• _BRIEF_:
According to the personal account below, in what year did the writer's mother nearly die, and what was the cause?

• _EXTRACT_:
┏━━
When I turned 14, something changed. I was never happy, but this was different. I wasn’t just unhappy, now I wanted to die. I imagined it all in my head: rehearsals of The Ending, The Finale, The Curtain Call. But death was scary. It is scary. Could I go through with it? Films made overdoses look almost regal, reclining delicately into eternal sleep. But I wasn’t stupid to believe that was reality.
The first time I pulled out my hair, I did it with no real thought at all. I teased and pulled a few strands of hair. Then a few more and a few more. I kept going, little bald spots appeared. I kept them to places where they were easy to disguise, no conscious planning, the mind is surprisingly complex even on autopilot. Later on, those same areas were the first to turn grey (I began greying in my mid-20s).
It was weirdly relaxing. I felt less stressed, as though something had been released and peace had finally settled in its place. It felt…nice.
And that’s how it started. And how it kept going. Eventually my parents noticed my hair looked odd, but nobody quite twigged what was wrong. Perhaps they would have, had things progressed to the point they would later on, but as fate would have it an event occurred (well, several) that got in the way of that.
I’ll focus on the one I believe had the largest effect: my Main Tormentor left the school. The story of why was a fairly delicious cake of irony: as it turned out, her own friends bullied her into leaving. In fact, it didn’t sound as though they were ever her friends, but more that she was a hanger on always trying to impress them, and ultimately she told them an unbelievably stupid lie that they uncovered.
It was funny, yes, but also I did feel the tiniest pang of sympathy. She didn’t really deserve such empathy, but there it is.
I could relate, after all.
I live a stone’s throw from the cemetery where my mother’s relatives are buried (dad’s family favoured cremation). I see their headstones every time I walk down the lane leading into town. I give a glance of acknowledgement. For a long time that was my sole concession to their presence.
As years went on, the family plot grew: once it contained just Grandad (he died of bowel cancer when I was four. One of my earliest memories was seeing him, jaundice from liver failure, on his sick bed), then it housed Grandma (passed away 2002) and my still born cousin Thomas. More recently, my uncle died in a car accident, buried in a plot of his very own, always easily recognised by the Middlesbrough FC regalia adorning it.
In 2011, my mum very nearly joined them after doctors failed to spot a ruptured appendix. Death, once a subject that was usually in the back of my mind, was everywhere. A lurking threat to my family. A shadow clinging to our heels.
To me, death was a subject I mostly thought about in times of stress, when it seemed like a good escape route. I never thought to wonder whether I would be buried or cremated (I’d chose cremation simply because it’s cheaper and the cemetery is overcrowded). Unlike emergency exits in buildings, death isn’t easy to locate when you’ve decided life has screwed you over one last time. All I’ve got to show for my efforts is minor liver damage.
┗━━
• _PROVIDED MATERIAL_:
┏━━
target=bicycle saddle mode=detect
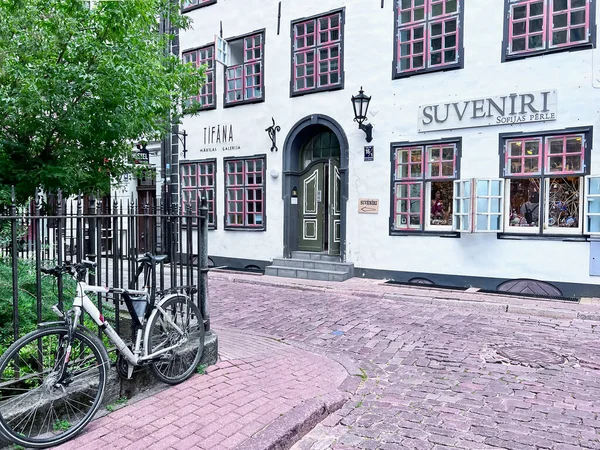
[138,253,169,264]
┗━━
• _SOLUTION TO THIS TASK_:
In 2011, after doctors failed to spot a ruptured appendix.